Goal: Render the part of the listing below that begins with the line containing "A rule for this batch: each instance of the aircraft nose" and ends with the line containing "column 742, row 730" as a JSON list of strings, one string per line and blank lines omitted, with both of those lines included.

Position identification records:
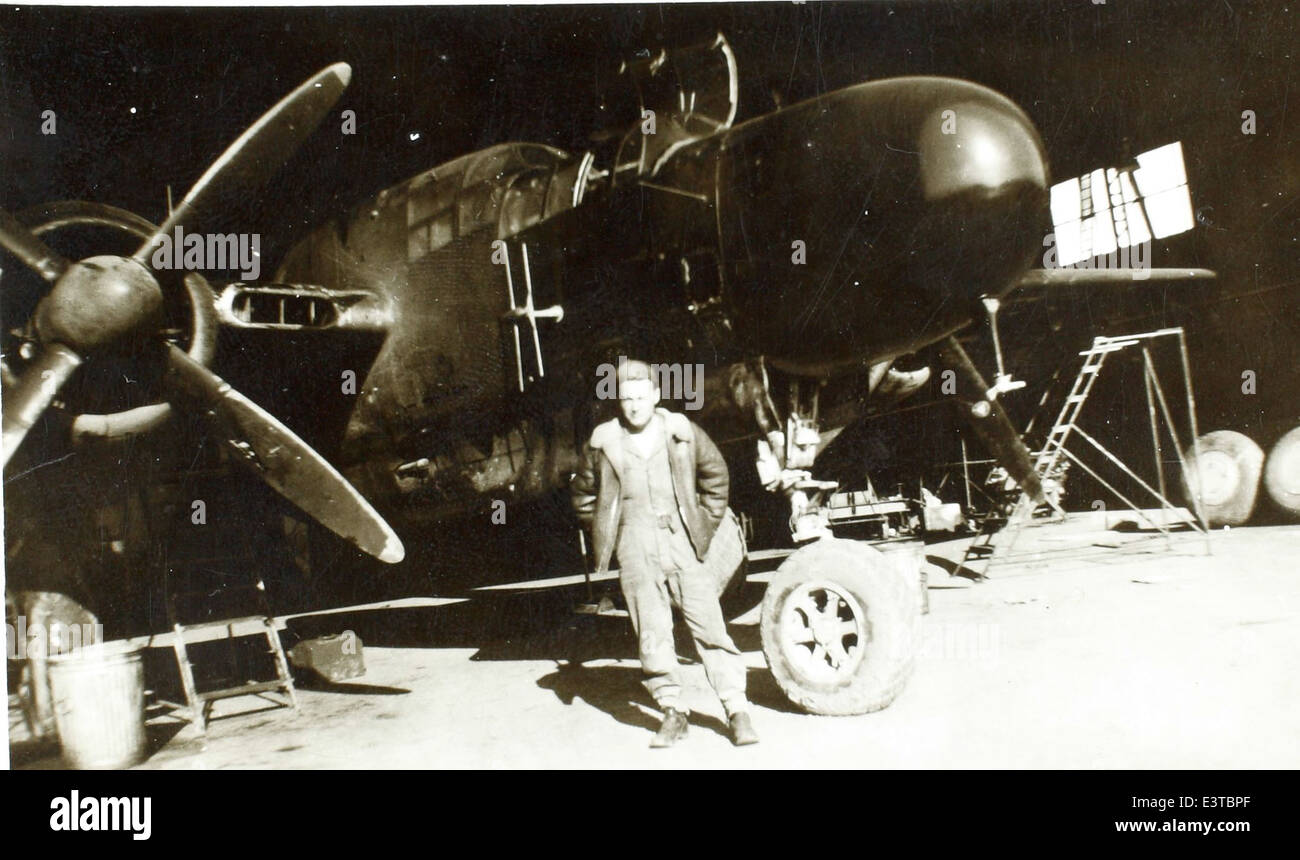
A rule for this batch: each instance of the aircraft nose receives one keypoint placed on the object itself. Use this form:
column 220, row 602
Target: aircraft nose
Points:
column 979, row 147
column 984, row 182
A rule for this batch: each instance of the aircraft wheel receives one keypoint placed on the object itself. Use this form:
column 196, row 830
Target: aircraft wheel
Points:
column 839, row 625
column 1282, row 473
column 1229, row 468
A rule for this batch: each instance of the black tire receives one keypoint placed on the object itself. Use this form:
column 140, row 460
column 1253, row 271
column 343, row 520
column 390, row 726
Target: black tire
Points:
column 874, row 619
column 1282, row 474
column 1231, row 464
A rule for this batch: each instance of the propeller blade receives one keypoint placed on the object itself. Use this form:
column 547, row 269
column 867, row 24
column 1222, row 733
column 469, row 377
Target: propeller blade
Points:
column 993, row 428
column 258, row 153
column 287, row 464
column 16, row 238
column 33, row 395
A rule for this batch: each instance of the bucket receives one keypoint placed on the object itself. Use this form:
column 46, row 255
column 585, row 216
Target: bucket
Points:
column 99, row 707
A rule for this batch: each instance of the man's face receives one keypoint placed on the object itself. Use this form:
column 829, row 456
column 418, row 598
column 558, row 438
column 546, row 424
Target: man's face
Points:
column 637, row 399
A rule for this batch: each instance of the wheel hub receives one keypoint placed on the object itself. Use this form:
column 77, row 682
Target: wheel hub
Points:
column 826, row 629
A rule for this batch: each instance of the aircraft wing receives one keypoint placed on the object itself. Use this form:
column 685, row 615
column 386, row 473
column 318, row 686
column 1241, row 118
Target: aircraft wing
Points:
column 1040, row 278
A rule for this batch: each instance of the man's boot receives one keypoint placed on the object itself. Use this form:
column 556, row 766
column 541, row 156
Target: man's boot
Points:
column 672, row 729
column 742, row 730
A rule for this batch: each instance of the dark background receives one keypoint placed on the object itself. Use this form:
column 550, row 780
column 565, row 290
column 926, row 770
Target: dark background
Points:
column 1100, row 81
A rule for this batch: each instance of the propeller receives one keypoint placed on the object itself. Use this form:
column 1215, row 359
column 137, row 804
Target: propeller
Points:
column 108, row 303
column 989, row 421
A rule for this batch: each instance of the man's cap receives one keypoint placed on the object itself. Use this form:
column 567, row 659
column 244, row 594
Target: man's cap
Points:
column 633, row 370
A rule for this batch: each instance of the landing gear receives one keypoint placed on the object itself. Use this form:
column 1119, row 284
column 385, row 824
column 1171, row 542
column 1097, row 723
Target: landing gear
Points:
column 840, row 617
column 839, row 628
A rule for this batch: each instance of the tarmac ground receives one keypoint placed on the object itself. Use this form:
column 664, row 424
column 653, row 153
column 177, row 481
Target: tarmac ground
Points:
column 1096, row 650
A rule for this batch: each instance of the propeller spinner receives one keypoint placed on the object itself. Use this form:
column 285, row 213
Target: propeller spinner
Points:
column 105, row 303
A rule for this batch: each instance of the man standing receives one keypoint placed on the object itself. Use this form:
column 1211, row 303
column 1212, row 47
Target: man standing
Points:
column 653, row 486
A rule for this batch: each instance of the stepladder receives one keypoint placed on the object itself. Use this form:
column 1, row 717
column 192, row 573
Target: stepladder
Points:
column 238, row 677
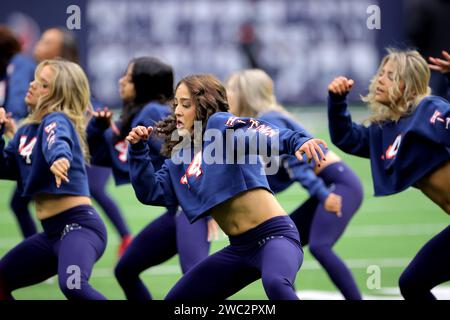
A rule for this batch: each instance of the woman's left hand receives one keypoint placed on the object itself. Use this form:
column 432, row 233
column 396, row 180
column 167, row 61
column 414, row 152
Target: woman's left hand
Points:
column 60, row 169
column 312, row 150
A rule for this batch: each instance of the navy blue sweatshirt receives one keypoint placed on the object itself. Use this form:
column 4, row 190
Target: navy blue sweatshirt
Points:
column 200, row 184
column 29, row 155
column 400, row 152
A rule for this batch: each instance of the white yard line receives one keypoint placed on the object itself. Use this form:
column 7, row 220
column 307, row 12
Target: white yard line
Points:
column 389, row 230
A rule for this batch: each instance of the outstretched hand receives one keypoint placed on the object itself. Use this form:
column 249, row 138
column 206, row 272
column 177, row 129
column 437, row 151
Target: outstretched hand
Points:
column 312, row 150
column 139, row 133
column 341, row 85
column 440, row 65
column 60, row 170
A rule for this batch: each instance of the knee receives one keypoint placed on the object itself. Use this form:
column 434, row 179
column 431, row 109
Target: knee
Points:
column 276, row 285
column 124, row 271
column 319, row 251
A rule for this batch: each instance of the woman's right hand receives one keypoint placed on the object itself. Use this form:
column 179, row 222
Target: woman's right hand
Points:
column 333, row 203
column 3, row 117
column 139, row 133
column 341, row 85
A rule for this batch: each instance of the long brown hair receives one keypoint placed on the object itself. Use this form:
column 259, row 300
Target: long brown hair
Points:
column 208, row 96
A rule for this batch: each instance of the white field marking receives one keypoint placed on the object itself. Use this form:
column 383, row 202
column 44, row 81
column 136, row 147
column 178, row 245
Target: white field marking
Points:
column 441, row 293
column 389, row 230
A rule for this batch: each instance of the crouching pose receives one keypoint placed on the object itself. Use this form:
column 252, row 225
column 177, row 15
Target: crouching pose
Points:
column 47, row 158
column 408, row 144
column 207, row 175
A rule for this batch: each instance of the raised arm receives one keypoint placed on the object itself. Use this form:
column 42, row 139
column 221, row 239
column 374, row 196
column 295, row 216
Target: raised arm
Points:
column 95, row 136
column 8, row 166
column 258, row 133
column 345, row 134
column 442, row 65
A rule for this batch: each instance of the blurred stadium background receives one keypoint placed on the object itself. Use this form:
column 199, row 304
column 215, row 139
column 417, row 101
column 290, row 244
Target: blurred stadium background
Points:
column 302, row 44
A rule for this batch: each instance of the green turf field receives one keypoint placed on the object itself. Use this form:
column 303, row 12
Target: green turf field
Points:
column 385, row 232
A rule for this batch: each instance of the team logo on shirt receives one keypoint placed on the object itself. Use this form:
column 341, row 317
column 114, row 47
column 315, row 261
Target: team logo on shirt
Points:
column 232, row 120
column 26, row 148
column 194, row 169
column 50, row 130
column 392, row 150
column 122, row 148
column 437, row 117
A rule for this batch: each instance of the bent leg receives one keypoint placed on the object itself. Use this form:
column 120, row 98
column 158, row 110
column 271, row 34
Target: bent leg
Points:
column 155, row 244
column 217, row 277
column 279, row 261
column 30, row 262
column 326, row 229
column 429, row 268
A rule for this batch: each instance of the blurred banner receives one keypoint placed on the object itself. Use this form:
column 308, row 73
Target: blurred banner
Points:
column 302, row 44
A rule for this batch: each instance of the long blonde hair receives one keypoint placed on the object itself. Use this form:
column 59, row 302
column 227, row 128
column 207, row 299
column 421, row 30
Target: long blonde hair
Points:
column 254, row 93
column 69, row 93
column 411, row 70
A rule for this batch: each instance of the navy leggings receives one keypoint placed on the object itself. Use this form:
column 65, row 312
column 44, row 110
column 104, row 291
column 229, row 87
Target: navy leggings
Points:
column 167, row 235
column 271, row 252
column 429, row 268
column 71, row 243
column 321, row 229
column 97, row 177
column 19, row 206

==

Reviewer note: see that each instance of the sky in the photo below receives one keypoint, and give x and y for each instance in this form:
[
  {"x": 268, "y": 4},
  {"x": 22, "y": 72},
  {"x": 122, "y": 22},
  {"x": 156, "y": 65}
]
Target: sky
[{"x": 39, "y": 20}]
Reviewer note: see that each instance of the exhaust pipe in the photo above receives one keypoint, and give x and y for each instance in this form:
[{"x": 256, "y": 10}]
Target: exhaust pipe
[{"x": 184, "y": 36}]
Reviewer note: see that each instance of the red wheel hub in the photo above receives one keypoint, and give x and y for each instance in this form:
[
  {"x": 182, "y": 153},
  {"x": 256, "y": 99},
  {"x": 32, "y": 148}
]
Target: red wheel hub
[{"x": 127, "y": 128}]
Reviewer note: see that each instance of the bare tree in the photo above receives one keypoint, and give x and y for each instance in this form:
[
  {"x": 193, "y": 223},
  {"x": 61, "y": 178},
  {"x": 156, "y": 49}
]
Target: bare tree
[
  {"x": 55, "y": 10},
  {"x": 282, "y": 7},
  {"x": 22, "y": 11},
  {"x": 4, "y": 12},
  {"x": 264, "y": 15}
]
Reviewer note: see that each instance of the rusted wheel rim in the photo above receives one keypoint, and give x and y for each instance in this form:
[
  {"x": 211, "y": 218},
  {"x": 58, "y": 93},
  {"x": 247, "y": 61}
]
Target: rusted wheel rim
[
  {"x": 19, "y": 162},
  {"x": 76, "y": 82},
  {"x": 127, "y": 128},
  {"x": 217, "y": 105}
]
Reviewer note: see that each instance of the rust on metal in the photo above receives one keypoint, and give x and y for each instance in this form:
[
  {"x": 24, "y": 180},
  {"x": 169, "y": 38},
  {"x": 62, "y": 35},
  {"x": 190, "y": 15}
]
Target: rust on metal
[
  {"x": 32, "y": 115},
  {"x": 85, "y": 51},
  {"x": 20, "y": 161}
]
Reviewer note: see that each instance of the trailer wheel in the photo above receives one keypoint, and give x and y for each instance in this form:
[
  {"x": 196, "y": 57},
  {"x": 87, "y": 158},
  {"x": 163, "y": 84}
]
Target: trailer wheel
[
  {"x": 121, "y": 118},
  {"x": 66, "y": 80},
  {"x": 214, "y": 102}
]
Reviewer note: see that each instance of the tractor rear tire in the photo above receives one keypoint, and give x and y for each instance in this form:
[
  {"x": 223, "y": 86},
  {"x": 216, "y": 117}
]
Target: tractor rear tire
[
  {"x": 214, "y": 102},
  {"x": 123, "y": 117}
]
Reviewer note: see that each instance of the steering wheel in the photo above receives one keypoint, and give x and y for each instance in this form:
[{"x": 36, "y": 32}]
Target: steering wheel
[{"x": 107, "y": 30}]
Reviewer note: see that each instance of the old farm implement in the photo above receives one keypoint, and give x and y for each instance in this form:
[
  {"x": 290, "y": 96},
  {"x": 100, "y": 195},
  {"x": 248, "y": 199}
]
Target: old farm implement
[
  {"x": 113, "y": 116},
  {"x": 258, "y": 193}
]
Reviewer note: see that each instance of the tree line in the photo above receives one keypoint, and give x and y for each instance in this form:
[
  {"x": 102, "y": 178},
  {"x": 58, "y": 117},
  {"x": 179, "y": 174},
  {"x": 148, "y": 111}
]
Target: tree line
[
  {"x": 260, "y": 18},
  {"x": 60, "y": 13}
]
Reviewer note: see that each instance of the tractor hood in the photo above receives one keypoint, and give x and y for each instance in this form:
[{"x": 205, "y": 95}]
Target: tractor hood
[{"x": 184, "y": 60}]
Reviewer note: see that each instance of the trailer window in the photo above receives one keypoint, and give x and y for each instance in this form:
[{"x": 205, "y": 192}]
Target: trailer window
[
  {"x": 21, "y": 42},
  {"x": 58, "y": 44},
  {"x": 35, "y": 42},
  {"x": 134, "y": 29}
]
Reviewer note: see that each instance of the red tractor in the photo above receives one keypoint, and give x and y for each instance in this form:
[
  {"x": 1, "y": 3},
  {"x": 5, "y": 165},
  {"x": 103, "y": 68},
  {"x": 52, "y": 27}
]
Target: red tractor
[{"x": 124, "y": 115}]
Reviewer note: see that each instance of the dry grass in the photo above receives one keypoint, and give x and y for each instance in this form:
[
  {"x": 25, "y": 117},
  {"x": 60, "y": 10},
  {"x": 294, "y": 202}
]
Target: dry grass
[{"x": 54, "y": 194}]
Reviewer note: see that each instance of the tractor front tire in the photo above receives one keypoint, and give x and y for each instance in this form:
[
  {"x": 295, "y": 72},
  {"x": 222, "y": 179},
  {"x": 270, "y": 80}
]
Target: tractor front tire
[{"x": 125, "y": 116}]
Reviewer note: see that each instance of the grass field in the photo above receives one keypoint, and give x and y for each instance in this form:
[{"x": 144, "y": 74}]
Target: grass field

Final result:
[
  "A rule for this batch: each instance of the aircraft nose receives one keypoint placed on the object itself. Use this form:",
  "column 220, row 602",
  "Target: aircraft nose",
  "Points:",
  "column 979, row 147",
  "column 984, row 182",
  "A rule for this batch: each instance of the aircraft wheel receives one keypoint placed on the object itself. Use this form:",
  "column 196, row 830",
  "Target: aircraft wheel",
  "Points:",
  "column 839, row 625",
  "column 1282, row 473",
  "column 1229, row 468",
  "A rule for this batch: each instance of the black tire receives one keypoint placed on the object itself. Use this form:",
  "column 140, row 460",
  "column 1253, row 271",
  "column 343, row 520",
  "column 390, row 726",
  "Target: black tire",
  "Points:",
  "column 874, row 619",
  "column 1282, row 474",
  "column 1231, row 464",
  "A rule for this batch: each instance of the propeller blade receives one keypoint placed on the object itself. Use this form:",
  "column 547, row 269",
  "column 867, row 24",
  "column 1222, row 733",
  "column 469, row 377",
  "Target: propeller blade",
  "Points:",
  "column 993, row 428",
  "column 258, row 153",
  "column 287, row 464",
  "column 16, row 238",
  "column 33, row 395",
  "A rule for this batch: each instance of the bucket receives one keypoint placed on the object itself. Use this form:",
  "column 46, row 255",
  "column 585, row 216",
  "Target: bucket",
  "Points:",
  "column 99, row 707",
  "A rule for this batch: each instance of the man's face receives one keypoint placed on the object itself. Use this form:",
  "column 829, row 456",
  "column 418, row 598",
  "column 558, row 438",
  "column 546, row 424",
  "Target: man's face",
  "Points:",
  "column 637, row 399",
  "A rule for this batch: each instance of the wheel hub receives one keypoint placed on the object itself. Use this form:",
  "column 77, row 682",
  "Target: wheel hub",
  "Points:",
  "column 826, row 629",
  "A rule for this batch: each instance of the aircraft wing receives one keypoint placed on the object itself. Use this form:",
  "column 685, row 615",
  "column 386, row 473",
  "column 318, row 686",
  "column 1241, row 118",
  "Target: aircraft wing",
  "Points:",
  "column 1040, row 278",
  "A rule for this batch: each instance of the man's boot receives one keypoint placed on the object itself. Use this form:",
  "column 556, row 766",
  "column 541, row 156",
  "Target: man's boot",
  "Points:",
  "column 672, row 729",
  "column 742, row 730"
]